==== Source ====

When I telephoned my wife from the newspaper office that Petrograd was in the midst of revolution, the younger boy was in bed with diphtheria. He was nine years old, but he realized definitely—and had for a long time—that revolution meant an amnesty, a return to Russia and a thousand other blessings. He jumped to his feet and danced on the bed in honor of the revolution. It was a sign of his recovery.

Booking tickets on the Norwegian liner Kristianiafjord, Trotsky made it out of the Port of New York City with his family, but the ship didn’t carry them across the Atlantic. Instead, British officers pulled Trotsky’s family and five other passengers suspected to be revolutionaries off the boat. Though the Great War was underway, and political radicals were considered dangerous, Trotsky and company weren’t subjects of an enemy nation. They were citizens of Russia, a country allied with the British war effort. No arrest papers were produced; technically, there were no grounds to detain them. In the chapter of his autobiography titled “In a Concentration Camp,” Trotsky later described the scene in which he was roughed up and then fingerprinted by the detectives as his son’s “first lesson in British democracy.”

Trotsky’s family remained in Halifax, while he and the other men ended up at Amherst, a prisoner-of-war camp for Germans captured at sea and concentration camp for civilians arrested in Canada at the start of the war. At the time, the term “concentration camp” covered a variety of housing designed to detain civilians in wartime. By the close of the Great War, dozens of countries and colonial outposts held citizens of nations with whom they were at war, civilians not imprisoned for anything they had done but for the fear of what they might do, from spying to sabotage. Germany interned more than a hundred thousand Russian, French, and British subjects. Great Britain and France interned several times that many Germans, Hungarians, and Austrians—many in locations as far away as New Zealand, Hong Kong, and Haiti.

These wartime internment camps had their hardships and abuses but existed in a separate universe from the Nazi forced labor and extermination evoked today by the words “concentration camp.” The internment in which Trotsky found himself was nearly as distant from the brutal concentration camps that preceded the war, established near the turn of the century by imperial powers to break the will of guerrilla forces in Cuba, southern Africa, and the Philippines.

During his month in Nova Scotia, Trotsky slept with hundreds of prisoners in an open room of a decommissioned iron foundry. Run by a veteran of Britain’s Boer Wars who had no sympathy for Trotsky’s revolutionary agenda, camp life included mandatory menial work by prisoners, who were expected to take care of “sweeping floors, peeling potatoes, washing crockery, and cleaning the common lavatory.” Trotsky was furious that his appeals to political authorities for release went unheeded but set about proselytizing the sailors regarding the necessity of revolution. The second officer at Amherst recalled years laterthat Trotsky “gave us a lot of trouble at the camp, and if he had stayed there any longer he would have made communists of all the German prisoners.”

==== Listing ====

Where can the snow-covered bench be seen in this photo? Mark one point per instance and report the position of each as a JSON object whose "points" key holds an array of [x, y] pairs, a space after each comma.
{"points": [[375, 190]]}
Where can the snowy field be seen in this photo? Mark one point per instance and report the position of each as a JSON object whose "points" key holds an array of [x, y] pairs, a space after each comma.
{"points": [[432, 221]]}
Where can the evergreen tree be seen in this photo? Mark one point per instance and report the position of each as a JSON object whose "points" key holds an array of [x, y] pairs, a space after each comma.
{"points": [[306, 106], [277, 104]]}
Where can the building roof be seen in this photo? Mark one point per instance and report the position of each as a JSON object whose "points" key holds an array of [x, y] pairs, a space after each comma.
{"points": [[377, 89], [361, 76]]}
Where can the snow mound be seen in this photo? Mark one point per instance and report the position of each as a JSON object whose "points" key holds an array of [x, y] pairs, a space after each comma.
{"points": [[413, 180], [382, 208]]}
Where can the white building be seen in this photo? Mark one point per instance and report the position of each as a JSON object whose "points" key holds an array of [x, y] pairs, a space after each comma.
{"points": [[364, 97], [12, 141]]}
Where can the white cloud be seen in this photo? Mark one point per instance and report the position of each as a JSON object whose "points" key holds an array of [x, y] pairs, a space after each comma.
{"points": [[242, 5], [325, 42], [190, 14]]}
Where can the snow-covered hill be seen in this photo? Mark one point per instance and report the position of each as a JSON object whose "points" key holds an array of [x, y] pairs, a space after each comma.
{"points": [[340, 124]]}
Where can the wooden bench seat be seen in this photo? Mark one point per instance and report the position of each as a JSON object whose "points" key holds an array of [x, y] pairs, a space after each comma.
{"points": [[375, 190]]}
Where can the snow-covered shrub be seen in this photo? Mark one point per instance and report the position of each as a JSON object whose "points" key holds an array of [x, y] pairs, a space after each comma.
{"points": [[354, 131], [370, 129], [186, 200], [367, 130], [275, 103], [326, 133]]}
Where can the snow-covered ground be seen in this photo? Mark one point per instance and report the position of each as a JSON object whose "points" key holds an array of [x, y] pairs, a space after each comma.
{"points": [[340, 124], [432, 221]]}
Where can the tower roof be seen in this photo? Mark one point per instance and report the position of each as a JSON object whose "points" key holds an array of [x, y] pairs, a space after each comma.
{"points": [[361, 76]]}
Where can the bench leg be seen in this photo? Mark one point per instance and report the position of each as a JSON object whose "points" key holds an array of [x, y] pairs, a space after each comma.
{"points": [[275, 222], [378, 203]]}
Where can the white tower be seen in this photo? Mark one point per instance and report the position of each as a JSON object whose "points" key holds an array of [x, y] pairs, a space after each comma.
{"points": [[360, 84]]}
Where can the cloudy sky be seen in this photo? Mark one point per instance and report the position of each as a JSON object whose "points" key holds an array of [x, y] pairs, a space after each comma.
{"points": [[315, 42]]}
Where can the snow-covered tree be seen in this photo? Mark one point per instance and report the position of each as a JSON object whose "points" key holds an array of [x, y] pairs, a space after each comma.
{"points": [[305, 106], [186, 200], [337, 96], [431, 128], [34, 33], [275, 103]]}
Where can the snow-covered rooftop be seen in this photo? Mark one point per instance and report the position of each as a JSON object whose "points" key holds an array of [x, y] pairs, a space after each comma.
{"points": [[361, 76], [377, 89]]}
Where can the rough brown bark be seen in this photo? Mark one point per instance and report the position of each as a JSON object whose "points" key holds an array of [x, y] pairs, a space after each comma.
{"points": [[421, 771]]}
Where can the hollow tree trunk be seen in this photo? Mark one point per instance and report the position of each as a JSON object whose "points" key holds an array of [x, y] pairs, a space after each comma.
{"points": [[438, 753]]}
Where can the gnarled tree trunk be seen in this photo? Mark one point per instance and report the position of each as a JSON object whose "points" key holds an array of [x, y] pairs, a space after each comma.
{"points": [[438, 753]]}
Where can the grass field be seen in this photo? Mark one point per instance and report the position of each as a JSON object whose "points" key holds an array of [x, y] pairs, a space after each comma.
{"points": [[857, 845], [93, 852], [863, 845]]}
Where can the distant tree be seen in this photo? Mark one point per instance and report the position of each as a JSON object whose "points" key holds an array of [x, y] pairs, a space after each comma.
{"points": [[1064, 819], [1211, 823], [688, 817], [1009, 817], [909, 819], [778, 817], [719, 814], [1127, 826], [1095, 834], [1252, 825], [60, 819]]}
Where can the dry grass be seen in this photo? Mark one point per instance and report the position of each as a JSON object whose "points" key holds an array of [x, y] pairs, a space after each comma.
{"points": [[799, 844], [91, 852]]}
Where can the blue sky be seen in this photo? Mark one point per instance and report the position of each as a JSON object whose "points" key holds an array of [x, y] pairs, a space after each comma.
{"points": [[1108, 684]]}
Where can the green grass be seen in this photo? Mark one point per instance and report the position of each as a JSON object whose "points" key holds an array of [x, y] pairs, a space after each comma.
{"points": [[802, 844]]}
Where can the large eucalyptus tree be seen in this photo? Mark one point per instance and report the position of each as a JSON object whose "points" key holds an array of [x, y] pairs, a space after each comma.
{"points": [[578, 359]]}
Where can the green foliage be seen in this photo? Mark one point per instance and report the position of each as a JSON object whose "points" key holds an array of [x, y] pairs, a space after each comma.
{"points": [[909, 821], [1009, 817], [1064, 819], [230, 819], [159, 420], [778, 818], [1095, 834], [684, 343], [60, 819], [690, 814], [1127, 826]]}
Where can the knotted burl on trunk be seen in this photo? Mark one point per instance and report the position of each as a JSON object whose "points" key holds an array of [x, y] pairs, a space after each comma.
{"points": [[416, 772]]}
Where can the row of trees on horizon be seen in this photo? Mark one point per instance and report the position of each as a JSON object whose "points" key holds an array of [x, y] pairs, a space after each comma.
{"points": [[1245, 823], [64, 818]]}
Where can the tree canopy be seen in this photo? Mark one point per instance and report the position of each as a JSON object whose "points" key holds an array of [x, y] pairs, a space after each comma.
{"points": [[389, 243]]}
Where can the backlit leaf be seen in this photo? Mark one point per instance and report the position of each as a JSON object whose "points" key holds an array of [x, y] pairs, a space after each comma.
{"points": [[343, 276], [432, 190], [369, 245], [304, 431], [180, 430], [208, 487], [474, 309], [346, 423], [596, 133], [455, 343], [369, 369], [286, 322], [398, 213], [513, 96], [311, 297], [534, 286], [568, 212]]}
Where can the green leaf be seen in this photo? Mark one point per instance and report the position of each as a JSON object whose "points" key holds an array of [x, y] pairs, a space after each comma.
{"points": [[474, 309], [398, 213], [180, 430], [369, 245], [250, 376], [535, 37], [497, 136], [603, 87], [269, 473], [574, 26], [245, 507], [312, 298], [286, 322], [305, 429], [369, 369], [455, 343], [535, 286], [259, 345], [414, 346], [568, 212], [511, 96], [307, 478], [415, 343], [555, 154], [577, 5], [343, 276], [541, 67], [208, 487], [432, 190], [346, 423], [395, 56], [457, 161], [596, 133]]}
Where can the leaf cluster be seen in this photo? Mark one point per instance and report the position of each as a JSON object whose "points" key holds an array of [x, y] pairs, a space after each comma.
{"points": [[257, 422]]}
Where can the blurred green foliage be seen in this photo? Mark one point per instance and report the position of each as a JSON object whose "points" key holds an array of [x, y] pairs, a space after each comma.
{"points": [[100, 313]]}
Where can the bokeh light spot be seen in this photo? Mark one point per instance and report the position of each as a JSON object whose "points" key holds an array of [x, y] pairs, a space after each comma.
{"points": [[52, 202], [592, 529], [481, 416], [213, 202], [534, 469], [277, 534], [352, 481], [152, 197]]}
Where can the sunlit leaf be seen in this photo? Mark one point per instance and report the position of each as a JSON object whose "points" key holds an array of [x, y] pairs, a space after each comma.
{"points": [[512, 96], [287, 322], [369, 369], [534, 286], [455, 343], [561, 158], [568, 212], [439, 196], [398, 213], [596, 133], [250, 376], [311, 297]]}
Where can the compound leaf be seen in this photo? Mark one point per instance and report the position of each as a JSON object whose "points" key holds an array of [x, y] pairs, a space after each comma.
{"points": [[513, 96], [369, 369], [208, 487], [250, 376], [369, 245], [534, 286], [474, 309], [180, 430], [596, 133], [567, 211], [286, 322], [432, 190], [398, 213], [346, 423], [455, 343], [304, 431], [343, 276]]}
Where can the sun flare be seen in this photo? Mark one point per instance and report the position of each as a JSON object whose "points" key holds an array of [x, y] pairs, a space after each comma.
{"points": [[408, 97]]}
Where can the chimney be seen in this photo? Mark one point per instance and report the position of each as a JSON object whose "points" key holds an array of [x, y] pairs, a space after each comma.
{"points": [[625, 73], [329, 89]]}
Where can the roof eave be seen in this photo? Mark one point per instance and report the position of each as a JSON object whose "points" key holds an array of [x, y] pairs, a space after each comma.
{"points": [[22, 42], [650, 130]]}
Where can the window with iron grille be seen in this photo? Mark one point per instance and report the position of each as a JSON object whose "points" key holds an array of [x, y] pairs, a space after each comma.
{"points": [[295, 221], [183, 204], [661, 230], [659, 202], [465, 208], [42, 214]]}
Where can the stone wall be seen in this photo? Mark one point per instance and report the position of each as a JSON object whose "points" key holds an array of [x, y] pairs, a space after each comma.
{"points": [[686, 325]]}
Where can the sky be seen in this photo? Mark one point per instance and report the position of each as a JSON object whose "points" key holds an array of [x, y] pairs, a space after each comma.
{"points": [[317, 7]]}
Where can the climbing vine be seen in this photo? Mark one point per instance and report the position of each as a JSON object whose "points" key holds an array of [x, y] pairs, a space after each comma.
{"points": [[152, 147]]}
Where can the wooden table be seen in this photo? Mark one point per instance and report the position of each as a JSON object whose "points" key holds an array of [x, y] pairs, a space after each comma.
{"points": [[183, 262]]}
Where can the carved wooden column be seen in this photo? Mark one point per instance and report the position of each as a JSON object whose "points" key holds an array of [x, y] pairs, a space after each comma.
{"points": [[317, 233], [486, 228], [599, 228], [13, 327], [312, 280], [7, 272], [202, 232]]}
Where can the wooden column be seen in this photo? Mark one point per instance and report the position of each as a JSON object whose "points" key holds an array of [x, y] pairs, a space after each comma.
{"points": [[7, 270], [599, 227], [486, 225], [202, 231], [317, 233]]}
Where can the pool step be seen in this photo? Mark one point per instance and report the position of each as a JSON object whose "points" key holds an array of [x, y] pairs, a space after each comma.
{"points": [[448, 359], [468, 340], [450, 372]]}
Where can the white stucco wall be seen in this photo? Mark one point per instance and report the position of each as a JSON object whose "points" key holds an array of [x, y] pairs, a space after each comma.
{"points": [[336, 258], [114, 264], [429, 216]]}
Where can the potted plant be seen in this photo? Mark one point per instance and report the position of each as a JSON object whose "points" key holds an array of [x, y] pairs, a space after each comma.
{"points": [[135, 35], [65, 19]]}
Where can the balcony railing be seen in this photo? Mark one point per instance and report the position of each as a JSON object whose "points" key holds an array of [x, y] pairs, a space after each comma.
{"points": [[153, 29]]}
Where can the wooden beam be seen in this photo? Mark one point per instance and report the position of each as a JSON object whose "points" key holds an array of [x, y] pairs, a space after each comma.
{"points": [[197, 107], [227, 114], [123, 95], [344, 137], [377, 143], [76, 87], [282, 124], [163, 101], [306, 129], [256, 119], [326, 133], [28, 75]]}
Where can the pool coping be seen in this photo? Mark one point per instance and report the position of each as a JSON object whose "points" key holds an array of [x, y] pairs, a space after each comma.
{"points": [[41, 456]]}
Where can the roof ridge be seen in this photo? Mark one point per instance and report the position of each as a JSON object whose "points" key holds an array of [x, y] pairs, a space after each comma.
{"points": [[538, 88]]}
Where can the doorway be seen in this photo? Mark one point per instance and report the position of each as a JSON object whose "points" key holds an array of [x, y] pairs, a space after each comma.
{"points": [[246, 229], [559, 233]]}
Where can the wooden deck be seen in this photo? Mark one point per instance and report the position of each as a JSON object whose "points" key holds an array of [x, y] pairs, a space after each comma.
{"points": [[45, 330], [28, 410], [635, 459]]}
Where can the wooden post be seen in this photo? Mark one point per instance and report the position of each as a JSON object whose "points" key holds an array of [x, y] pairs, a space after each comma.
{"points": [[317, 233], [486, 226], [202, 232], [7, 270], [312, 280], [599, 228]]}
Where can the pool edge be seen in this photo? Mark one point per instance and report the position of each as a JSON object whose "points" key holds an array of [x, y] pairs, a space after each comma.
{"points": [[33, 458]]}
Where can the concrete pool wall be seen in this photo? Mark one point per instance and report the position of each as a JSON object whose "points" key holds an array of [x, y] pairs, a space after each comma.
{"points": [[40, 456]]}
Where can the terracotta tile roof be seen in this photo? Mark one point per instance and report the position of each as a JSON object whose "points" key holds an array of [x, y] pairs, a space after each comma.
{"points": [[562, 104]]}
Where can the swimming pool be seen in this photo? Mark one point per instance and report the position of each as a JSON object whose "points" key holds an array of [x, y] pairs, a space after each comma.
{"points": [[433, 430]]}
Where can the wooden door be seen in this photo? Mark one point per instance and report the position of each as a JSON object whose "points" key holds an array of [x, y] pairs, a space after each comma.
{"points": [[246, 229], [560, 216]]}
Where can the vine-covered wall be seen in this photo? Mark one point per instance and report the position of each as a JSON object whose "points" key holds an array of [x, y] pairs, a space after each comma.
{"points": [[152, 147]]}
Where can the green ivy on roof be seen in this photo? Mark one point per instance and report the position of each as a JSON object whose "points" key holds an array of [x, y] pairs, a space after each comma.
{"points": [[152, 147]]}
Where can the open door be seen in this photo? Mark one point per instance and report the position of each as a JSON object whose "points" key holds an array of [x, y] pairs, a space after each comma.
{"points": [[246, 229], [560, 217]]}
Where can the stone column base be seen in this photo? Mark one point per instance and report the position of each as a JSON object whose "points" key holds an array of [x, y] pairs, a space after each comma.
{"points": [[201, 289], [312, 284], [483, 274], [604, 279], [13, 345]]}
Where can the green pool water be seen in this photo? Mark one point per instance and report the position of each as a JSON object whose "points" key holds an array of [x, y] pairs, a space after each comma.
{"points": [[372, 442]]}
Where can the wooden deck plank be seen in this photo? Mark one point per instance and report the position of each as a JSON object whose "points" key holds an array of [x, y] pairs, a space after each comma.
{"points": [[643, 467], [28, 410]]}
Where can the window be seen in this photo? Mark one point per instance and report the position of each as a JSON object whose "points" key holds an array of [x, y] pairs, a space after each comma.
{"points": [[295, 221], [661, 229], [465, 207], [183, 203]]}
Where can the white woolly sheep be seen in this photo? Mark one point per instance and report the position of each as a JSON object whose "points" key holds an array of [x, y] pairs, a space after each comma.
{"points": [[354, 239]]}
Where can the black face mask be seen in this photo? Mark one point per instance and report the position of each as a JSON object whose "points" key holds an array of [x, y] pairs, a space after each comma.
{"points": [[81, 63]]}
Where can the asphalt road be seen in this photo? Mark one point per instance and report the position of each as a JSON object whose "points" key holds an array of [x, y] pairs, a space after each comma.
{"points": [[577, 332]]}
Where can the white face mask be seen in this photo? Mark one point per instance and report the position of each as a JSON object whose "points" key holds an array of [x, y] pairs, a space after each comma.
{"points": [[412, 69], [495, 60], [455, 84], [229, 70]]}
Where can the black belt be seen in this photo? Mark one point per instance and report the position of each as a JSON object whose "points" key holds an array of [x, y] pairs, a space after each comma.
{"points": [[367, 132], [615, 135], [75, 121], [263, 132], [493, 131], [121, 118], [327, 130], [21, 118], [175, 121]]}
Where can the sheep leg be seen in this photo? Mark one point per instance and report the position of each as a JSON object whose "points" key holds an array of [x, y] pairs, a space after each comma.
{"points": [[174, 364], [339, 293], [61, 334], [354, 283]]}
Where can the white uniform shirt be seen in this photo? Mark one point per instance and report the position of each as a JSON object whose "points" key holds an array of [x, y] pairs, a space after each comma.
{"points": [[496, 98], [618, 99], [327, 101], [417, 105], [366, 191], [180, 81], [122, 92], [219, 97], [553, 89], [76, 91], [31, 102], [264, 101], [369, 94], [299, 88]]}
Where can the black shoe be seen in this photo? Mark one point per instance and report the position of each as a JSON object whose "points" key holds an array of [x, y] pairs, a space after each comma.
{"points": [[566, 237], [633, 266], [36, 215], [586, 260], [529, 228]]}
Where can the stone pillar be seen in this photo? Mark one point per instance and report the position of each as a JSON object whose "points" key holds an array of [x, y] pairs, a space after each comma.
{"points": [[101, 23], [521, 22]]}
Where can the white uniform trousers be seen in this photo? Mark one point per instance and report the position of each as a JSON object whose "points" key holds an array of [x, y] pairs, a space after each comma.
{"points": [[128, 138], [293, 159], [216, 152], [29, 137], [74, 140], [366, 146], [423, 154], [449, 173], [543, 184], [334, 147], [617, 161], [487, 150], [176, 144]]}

====

- Task instructions -
1) According to the passage on Trotsky's internment, on which Norwegian liner did Trotsky book tickets when leaving New York?
2) From the passage on Trotsky's internment, extract everything from "When I telephoned" down to "of his recovery.".

- Solutions to the problems -
1) The Kristianiafjord.

2)
When I telephoned my wife from the newspaper office that Petrograd was in the midst of revolution, the younger boy was in bed with diphtheria. He was nine years old, but he realized definitely—and had for a long time—that revolution meant an amnesty, a return to Russia and a thousand other blessings. He jumped to his feet and danced on the bed in honor of the revolution. It was a sign of his recovery.